- **Data under study**:
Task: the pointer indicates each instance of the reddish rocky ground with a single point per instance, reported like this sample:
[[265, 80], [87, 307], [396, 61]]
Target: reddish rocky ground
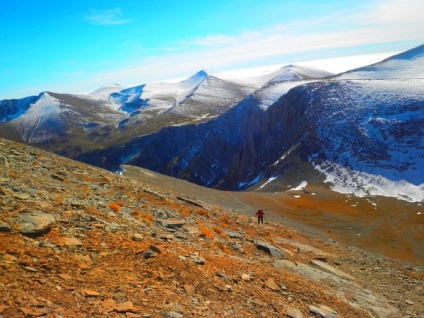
[[77, 241]]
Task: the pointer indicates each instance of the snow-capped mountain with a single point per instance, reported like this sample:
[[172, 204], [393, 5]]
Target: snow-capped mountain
[[362, 136], [359, 131]]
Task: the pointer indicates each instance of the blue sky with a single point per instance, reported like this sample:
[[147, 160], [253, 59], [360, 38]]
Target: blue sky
[[76, 46]]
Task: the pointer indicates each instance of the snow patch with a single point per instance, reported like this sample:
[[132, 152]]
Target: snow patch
[[300, 187], [362, 184]]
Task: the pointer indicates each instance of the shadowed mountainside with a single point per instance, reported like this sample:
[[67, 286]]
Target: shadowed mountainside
[[78, 241]]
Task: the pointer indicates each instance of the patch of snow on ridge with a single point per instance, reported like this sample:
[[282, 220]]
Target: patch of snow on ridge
[[363, 184], [300, 187], [269, 180]]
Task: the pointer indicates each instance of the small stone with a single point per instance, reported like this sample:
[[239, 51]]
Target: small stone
[[222, 275], [108, 303], [172, 314], [155, 249], [4, 228], [72, 241], [199, 260], [137, 237], [173, 224], [323, 311], [270, 249], [293, 312], [189, 289], [270, 283], [34, 312], [65, 276], [125, 307], [35, 223], [90, 293]]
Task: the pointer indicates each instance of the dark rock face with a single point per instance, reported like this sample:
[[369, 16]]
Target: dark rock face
[[231, 151]]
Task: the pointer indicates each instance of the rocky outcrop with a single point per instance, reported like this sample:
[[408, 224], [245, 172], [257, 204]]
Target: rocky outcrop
[[124, 247]]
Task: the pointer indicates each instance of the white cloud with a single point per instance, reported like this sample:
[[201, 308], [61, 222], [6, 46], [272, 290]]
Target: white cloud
[[106, 17], [380, 22]]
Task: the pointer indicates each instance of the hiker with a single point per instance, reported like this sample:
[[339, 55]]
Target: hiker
[[260, 214]]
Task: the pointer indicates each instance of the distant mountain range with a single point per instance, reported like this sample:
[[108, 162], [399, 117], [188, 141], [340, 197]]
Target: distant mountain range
[[361, 131]]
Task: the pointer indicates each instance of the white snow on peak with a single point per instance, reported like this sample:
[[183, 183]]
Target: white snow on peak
[[407, 65], [362, 184], [300, 187], [44, 108], [106, 90]]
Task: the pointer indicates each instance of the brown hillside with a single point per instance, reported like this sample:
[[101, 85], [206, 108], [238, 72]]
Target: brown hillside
[[77, 241]]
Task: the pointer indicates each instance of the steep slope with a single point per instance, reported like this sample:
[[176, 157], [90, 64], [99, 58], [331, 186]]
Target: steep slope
[[74, 124], [53, 115], [80, 241], [406, 65]]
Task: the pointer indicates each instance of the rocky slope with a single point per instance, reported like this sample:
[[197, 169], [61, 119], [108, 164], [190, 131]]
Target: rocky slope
[[78, 241]]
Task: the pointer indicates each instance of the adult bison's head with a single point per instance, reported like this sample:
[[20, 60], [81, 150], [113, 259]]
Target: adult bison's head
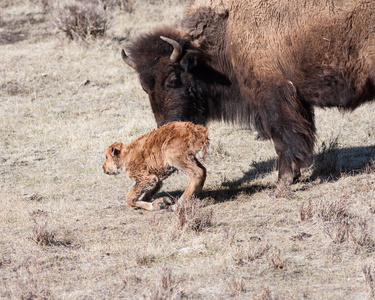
[[175, 75]]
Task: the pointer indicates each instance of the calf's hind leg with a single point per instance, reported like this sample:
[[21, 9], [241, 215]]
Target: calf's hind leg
[[197, 175], [142, 192]]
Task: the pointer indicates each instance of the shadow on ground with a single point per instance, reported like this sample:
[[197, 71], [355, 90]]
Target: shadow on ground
[[328, 166]]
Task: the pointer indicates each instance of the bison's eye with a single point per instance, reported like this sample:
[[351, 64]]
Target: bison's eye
[[172, 82]]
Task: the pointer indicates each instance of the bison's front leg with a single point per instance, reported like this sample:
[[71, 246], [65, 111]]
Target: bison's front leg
[[290, 124], [289, 172]]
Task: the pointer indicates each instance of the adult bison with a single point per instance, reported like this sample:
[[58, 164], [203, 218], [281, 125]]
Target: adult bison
[[265, 62]]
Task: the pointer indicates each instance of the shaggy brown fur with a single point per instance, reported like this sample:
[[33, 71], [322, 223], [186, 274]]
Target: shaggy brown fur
[[154, 156], [265, 62]]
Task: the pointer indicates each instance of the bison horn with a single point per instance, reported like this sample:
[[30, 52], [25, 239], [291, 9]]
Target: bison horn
[[177, 49], [127, 59]]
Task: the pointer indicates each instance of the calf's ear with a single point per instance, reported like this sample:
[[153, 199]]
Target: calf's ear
[[116, 149], [190, 60]]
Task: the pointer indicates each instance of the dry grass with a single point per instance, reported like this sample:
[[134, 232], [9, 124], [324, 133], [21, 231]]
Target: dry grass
[[67, 233], [80, 20]]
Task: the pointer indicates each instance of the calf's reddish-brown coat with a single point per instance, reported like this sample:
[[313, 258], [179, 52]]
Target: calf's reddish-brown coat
[[153, 157]]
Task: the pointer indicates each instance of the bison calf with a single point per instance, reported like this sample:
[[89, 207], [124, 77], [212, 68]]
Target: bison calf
[[154, 156]]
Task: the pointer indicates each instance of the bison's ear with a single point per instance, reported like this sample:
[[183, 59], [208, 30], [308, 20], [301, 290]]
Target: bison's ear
[[116, 149], [127, 59], [190, 60]]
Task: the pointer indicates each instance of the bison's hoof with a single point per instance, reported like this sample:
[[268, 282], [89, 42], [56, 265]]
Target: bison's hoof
[[168, 201]]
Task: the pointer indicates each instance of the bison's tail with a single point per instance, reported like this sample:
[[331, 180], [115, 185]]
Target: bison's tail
[[206, 145]]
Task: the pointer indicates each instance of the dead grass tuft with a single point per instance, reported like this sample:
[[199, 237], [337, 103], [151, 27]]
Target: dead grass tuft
[[30, 285], [266, 295], [251, 253], [190, 214], [339, 224], [165, 286], [235, 286], [41, 235], [306, 213], [369, 280], [80, 20], [125, 5], [370, 167], [275, 258]]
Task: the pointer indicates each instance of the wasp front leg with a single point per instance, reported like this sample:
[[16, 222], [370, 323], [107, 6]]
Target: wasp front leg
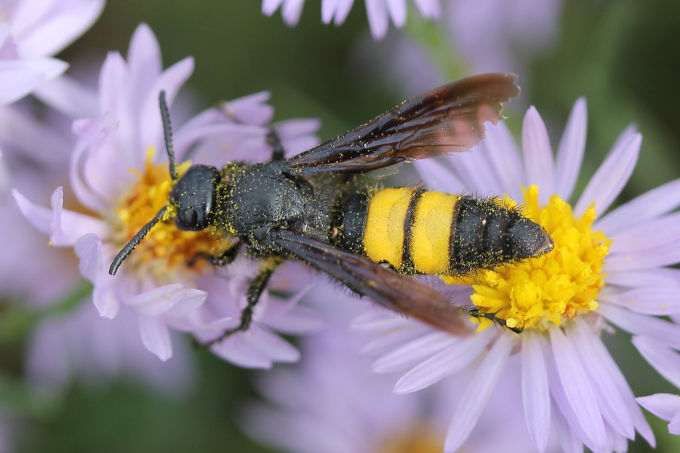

- **Problem to work on**: Apart from the pictures, write every entry out again exactly.

- **Response area**:
Task: the pointer indicates each instance of the reddish rocky ground with a single point per instance, reported like this sample:
[[265, 80], [87, 307], [396, 61]]
Target: reddish rocky ground
[[77, 241]]
Task: the pointer indicates each instance of the snow-capped mountain with a single point per instance, reported like this sample:
[[172, 204], [393, 5]]
Target: snow-capped mountain
[[362, 136], [359, 131]]
Task: the pointer indicates each instance of the blue sky with a single point per instance, reported like this sample:
[[147, 160], [253, 59], [360, 38]]
Target: blue sky
[[76, 46]]
Task: the pointer indicates each instance of the snow patch with a single point per instance, reported like this sample:
[[132, 152]]
Target: snow patch
[[300, 187], [362, 184]]
Task: the pointer indicates each instance of the shadowed mountainside with a single point per instance, reported like this sample:
[[67, 286]]
Target: shadowed mountainside
[[78, 241]]
Task: the pointer indicates each instance of the patch of snow on ridge with a single point per instance, reported like this sample:
[[282, 220]]
Target: patch of snow on ridge
[[363, 184], [300, 187], [269, 180]]
Task: the pointer indicates each instance of the small stone with a single point per instance, reported like this sample:
[[239, 51]]
Target: small stone
[[222, 275], [108, 303], [172, 314], [155, 249], [4, 228], [72, 241], [199, 260], [137, 237], [173, 224], [323, 311], [270, 249], [293, 312], [189, 289], [270, 283], [34, 312], [65, 276], [125, 307], [35, 223], [90, 293]]
Task: the pointer indicates each instance of the dark rock face with a single point per instance, reported like this sample:
[[369, 16]]
Target: dark rock face
[[231, 151]]
Task: the pointer indicates each instance of the rocky outcrop with a single point per instance, reported like this sample:
[[408, 224], [245, 172], [257, 204]]
Target: rocky outcrop
[[124, 247]]
Task: the pointer indicates each instance of the white cloud with a single point per instance, reported like this sample:
[[201, 308], [61, 222], [6, 46], [272, 290]]
Target: white cloud
[[106, 17], [380, 22]]
Task: the pointer indicates each instance of the hiker with a single point per instance, reported like this sample:
[[339, 55]]
Target: hiker
[[260, 214]]
Task: the pointer indicates each instance of the distant mountain range with a single point per instance, reported like this sample:
[[108, 162], [399, 117], [188, 141], [340, 197]]
Target: distant mountain range
[[361, 131]]
Task: the pointer indicates each instance of the white snow on peak with a single point per instance, reported like this sample:
[[183, 183]]
Target: white snow on peak
[[407, 65], [362, 184], [300, 187], [44, 108], [106, 90]]
Task: the pointer indicates each instance of the brown hillside with a single point per instance, reported like this sample:
[[101, 85], [206, 108], [238, 72]]
Target: brown hillside
[[77, 241]]
Task: the pointer indicates each instance of the steep slope with a single point per instance, reported like this sample:
[[176, 157], [90, 64], [99, 58], [331, 186]]
Target: steep slope
[[74, 124], [53, 115], [80, 241], [406, 65]]
Task: the pointer indicates each instance of the rocky slope with a single point per instance, reported like this sample:
[[197, 169], [61, 119], [108, 164], [190, 131]]
Target: rocky slope
[[78, 241]]
Task: the pointer indicates each instance of the adult bison's head with a single point per instance, reported like this sample:
[[20, 60], [81, 150], [113, 259]]
Target: adult bison's head
[[175, 75]]
Task: the pointer indicates each instance of the calf's hind leg with a single point per instance, reported like this sample:
[[21, 9], [241, 215]]
Target: calf's hind leg
[[197, 175], [142, 192]]
Task: the pointer indicates each instance of the shadow on ground with a single point per instance, reported like this sample:
[[197, 71], [355, 90]]
Target: shadow on ground
[[328, 166]]
Task: the pointer indicates each instance of the bison's eye with a single point per instance, reported like this sample:
[[351, 64]]
Target: bison's eye
[[172, 82]]
Task: the pointer indicates each instance of the bison's front leg with a single point per instance, reported like this sample:
[[71, 246], [65, 111]]
Target: bison's front leg
[[290, 124], [289, 172]]
Task: the pointer indicates each instance of the adult bison with a single point per instance, reported like this sample:
[[58, 164], [203, 218], [281, 125]]
Target: adult bison
[[265, 62]]
Task: the pointer indicates each instance of the shaggy brown fur with a single point per instance, reported like this sample:
[[33, 71], [322, 223], [186, 274]]
Target: shaggy brown fur
[[154, 156], [265, 62]]
Task: the pointer indicates each instance of the bison horn with a single point per instance, reported like this sample:
[[30, 52], [25, 239], [291, 9]]
Target: bison horn
[[177, 49], [127, 59]]
Task: the pointer indicates each instance of the calf's ear with a single point per instance, reported like this sample:
[[153, 199]]
Target: calf's ear
[[116, 149], [190, 60]]
Task: the pointer indicates each instance of the dry grass with a single point per instance, reported like this sample:
[[134, 232], [9, 124], [324, 133], [21, 231]]
Target: dry grass
[[67, 233], [80, 20]]
Task: the pointer indicates each instance of the calf's reddish-brown coat with a single point per instance, reported like this sample:
[[313, 258], [179, 52]]
Target: calf's reddish-brown coat
[[153, 157]]
Task: the pointer indicates each instance of the bison calf with a single point per instance, reported like this sample:
[[89, 207], [124, 77], [212, 68]]
Target: bison calf
[[154, 156]]
Task: the pointer indicates each instance of the bison's ear with a single point per instance, reported like this sample:
[[183, 59], [208, 30], [308, 20], [301, 290]]
Target: bison's ear
[[116, 149], [127, 59], [190, 60]]
Task: the pointer indicates each instance of the bison's hoof with a single point per instance, reported like this sample:
[[268, 282], [89, 42], [56, 265]]
Target: bison's hoof
[[168, 201]]
Task: the pointer indicates each instance of the bison's tail with a single point per instance, reported like this sample:
[[331, 180], [115, 185]]
Target: bison's tail
[[206, 145]]
Task: the pointer indicates each instance of the dead grass tuft with a single point per instance, reported like this sample:
[[199, 237], [337, 103], [151, 27]]
Target: dead grass tuft
[[30, 285], [266, 295], [251, 253], [190, 214], [339, 224], [165, 286], [235, 286], [41, 235], [306, 213], [369, 280], [80, 20], [125, 5], [370, 167], [275, 258]]
Task: the pointer indicates each instance of the wasp front leg with a single point per instance, reported like this sample:
[[16, 222], [370, 323], [107, 6]]
Target: wasp front leg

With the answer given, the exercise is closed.